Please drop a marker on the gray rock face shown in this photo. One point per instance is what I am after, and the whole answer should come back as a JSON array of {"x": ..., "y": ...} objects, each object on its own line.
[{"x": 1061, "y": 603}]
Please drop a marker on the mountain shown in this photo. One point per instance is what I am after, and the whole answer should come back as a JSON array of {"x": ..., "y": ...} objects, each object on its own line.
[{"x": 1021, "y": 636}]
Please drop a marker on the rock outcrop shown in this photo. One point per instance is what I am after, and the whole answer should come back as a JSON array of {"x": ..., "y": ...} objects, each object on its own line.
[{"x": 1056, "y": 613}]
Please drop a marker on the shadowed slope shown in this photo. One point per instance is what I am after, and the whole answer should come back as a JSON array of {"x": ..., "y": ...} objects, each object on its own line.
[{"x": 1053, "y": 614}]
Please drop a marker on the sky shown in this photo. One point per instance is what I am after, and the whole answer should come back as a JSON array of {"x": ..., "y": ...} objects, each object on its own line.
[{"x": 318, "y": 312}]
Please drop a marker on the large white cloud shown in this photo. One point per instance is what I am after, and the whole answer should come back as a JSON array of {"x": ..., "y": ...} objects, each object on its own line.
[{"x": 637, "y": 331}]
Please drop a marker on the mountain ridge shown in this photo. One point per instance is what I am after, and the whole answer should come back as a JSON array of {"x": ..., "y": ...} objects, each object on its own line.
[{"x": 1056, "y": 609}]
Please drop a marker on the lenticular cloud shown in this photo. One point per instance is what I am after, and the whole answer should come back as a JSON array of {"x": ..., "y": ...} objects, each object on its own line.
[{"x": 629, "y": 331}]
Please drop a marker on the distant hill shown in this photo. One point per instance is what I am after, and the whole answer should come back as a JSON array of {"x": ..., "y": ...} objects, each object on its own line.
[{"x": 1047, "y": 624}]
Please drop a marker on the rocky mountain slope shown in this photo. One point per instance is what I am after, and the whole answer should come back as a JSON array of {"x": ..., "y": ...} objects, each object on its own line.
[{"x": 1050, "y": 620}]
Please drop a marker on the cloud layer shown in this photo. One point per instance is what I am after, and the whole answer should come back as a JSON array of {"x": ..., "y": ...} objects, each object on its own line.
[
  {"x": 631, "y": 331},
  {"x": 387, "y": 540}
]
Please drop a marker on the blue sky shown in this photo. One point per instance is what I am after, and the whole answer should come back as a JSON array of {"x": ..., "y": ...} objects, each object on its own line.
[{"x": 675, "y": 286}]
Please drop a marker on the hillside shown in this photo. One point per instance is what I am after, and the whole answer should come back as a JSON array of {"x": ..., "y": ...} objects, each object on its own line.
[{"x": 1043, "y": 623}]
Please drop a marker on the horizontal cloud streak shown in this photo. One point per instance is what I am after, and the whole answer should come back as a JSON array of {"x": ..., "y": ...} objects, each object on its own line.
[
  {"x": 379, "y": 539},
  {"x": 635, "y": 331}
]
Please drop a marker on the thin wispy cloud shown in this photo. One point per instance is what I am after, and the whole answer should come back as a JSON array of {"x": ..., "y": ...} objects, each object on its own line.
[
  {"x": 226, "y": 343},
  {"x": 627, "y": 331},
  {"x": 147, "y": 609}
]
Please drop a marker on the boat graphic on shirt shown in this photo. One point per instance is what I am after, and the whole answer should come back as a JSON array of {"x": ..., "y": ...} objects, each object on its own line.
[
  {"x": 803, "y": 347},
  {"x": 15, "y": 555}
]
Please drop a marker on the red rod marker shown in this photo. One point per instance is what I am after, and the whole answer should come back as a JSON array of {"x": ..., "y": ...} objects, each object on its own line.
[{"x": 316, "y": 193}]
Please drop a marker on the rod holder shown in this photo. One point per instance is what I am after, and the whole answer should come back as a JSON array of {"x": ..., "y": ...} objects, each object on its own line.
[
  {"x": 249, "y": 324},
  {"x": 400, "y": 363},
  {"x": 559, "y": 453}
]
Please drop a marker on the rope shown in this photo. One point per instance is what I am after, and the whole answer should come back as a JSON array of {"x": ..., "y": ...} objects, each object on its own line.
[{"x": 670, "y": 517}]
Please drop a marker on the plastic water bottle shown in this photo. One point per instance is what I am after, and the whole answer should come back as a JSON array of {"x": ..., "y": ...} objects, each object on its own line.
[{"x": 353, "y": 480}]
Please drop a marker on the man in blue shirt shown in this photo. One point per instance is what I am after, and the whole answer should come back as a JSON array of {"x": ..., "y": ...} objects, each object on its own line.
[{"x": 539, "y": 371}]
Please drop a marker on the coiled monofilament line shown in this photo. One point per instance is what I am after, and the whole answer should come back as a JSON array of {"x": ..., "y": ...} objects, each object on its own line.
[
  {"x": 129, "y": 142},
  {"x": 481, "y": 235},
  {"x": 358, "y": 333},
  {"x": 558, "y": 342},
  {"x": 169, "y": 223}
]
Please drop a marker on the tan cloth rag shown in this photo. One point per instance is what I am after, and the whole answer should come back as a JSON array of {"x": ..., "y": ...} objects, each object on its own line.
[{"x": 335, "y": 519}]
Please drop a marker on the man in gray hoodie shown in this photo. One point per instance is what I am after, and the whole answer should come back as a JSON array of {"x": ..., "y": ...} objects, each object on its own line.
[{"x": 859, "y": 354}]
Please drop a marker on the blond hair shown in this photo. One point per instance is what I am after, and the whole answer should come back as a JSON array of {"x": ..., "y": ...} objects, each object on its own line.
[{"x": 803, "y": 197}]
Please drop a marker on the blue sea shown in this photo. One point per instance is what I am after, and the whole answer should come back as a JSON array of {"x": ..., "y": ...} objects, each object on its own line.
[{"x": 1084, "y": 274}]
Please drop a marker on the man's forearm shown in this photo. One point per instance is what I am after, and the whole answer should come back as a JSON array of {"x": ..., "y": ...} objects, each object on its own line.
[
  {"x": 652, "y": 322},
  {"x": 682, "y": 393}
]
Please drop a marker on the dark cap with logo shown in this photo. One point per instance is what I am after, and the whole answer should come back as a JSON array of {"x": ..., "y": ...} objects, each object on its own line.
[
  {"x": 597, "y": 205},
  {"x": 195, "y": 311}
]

★ ★ ★

THE PROBLEM:
Return each line of the records above exactly as it reads.

ANSWER BELOW:
Please drop a marker on the gray rock face shown in this photo. One point per instance is what I am after, and the whole answer should come back as a JSON array of {"x": ..., "y": ...} objects, each object on its own line.
[{"x": 1061, "y": 603}]
Please drop a marker on the mountain shown in this photo. One point per instance is what I am after, and the whole answer should come back as a JSON array of {"x": ..., "y": ...} objects, each object on its own line.
[{"x": 1021, "y": 636}]
Please drop a marker on the rock outcrop shown in this photo. One point per instance is what I am after, and the whole answer should come back as a JSON array of {"x": ..., "y": ...} objects, each object on its own line.
[{"x": 1056, "y": 613}]
Please drop a marker on the shadowed slope shown in this photo. One point per instance is what I am after, and the whole answer should come back as a JSON array of {"x": ..., "y": ...} objects, each object on its own line.
[{"x": 1053, "y": 614}]
Please drop a marker on the sky shown in this photo. One point per instance is what I am after, and the whole answer should come back as a JSON array of {"x": ..., "y": ...} objects, each object on its own line.
[{"x": 318, "y": 312}]
Please drop a marker on the large white cloud shown in this photo. One point per instance is what I am after, and the whole answer should come back as a JSON array of {"x": ..., "y": ...} objects, each object on its own line.
[{"x": 637, "y": 331}]
Please drop a marker on the mountain ridge shown in this photo. One point per instance is what I am after, and the whole answer should come back as a JSON array of {"x": ..., "y": ...} objects, each object on its own line.
[{"x": 1056, "y": 609}]
Please drop a marker on the lenticular cloud shown in this photo. One point per instance is what I am after, and the whole answer should come back as a JSON array of {"x": ..., "y": ...} objects, each object on its own line.
[{"x": 629, "y": 331}]
Please drop a marker on the distant hill shown in this photo. One point per instance is what I am after, and the whole answer should come back as a JSON array of {"x": ..., "y": ...} objects, each object on its own line.
[{"x": 1047, "y": 624}]
Please drop a marker on the rocky mountain slope shown in this photo. One point per instance is what I am after, and the whole answer should come back as a JSON array of {"x": ..., "y": ...} objects, each object on its own line.
[{"x": 1050, "y": 620}]
Please drop a marker on the cloud layer shown in this photo. One point per instance is what I am after, and the whole answer should come back as a JSON array of {"x": ..., "y": ...} objects, each object on its own line.
[
  {"x": 631, "y": 331},
  {"x": 387, "y": 540}
]
Please drop a marker on the blue sky shown in this photo. One point per instance is what I am after, and the whole answer should come back as a JSON array of {"x": ..., "y": ...} objects, each object on its own line.
[{"x": 675, "y": 286}]
Please drop a marker on the hillside shown in this photo. One point per instance is what I am after, and the whole answer should come back as a JSON array of {"x": ..., "y": ...} objects, each object on its own line.
[{"x": 1043, "y": 623}]
Please drop a marker on the horizontal cloud streak shown in this photo. One point per instance is what I am after, and the whole answer should come back as a JSON array of {"x": ..., "y": ...} objects, each object on its own line.
[
  {"x": 379, "y": 539},
  {"x": 635, "y": 331}
]
Please drop a marker on the thin wispy cloud shown in this photo. One point per instance is what I am after, and the whole answer should come back as a JSON array of {"x": ..., "y": ...} objects, each object on its own line.
[
  {"x": 226, "y": 343},
  {"x": 627, "y": 331},
  {"x": 147, "y": 609}
]
Please drop a marker on the boat graphic on shirt shown in this photo. One point per instance is what I am after, and the whole answer should come back as a JSON array of {"x": ..., "y": ...} objects, each object on its own line.
[
  {"x": 803, "y": 347},
  {"x": 15, "y": 555}
]
Please drop a marker on the red rod marker shown in this photo. One point per instance is what I am after, and the whole answer should come back as a JSON array of {"x": ..., "y": ...} objects, each object on its own line.
[{"x": 316, "y": 193}]
Please drop a marker on the rod holder shown in this photo. One point per instance is what I am after, and the whole answer should come back as a JSON array of {"x": ..., "y": ...} objects, each object on its own line.
[
  {"x": 249, "y": 324},
  {"x": 400, "y": 363},
  {"x": 559, "y": 453}
]
Please drop a marker on the rope shown in this photo. One point per instance is what I am after, and the whole answer should come back as a JSON array of {"x": ..., "y": ...} objects, each object on its own line.
[{"x": 670, "y": 517}]
Please drop a marker on the plastic water bottle shown in this photo. One point per instance is what I am after, and the whole answer should come back as a JSON array of {"x": ..., "y": ...} objects, each object on its own line.
[{"x": 353, "y": 480}]
Please drop a marker on the man in blue shirt shown in this photo. One point per instance is what I am after, and the whole answer should come back as a JSON array of {"x": ..., "y": ...} objects, each object on its own line.
[{"x": 539, "y": 371}]
Please drop a marker on the coiled monofilament line shown in this photo. One point per instance is what I am after, and the whole answer should come back as a JSON array of {"x": ..., "y": ...} objects, each object on its own line.
[
  {"x": 129, "y": 142},
  {"x": 481, "y": 235},
  {"x": 358, "y": 333},
  {"x": 558, "y": 342},
  {"x": 169, "y": 223}
]
Please drop a marker on the tan cloth rag shown in this photo. One point per instance is what I am after, and the whole answer should come back as a JSON array of {"x": ..., "y": ...} objects, each object on its own line.
[{"x": 335, "y": 519}]
Please drop a marker on the man in gray hoodie shown in this photo. One point per instance is what I am after, and the whole answer should come back as a JSON array of {"x": ..., "y": ...} objects, each object on its own line.
[{"x": 859, "y": 354}]
Please drop a marker on the blond hair shown in this photo. One point per instance is what I am after, and the whole answer should come back as a JSON array of {"x": ..., "y": ...} objects, each object on its own line.
[{"x": 803, "y": 197}]
Please drop a marker on the blue sea shown in this photo. One point per instance is what I am after, and the whole answer should come back as a JSON array of {"x": ..., "y": ...} objects, each object on its own line.
[{"x": 1084, "y": 274}]
Please drop a marker on the man's forearm shown in this photo. One point per instance is what I am after, and the whole answer should come back as a JSON array of {"x": ..., "y": ...} objects, each object on its own line.
[
  {"x": 652, "y": 322},
  {"x": 682, "y": 393}
]
Please drop a marker on the dark cap with logo shown in this photo. One point per instance is what I am after, and the whole answer should come back as a JSON array of {"x": ..., "y": ...} objects, each object on its own line.
[
  {"x": 597, "y": 205},
  {"x": 195, "y": 311}
]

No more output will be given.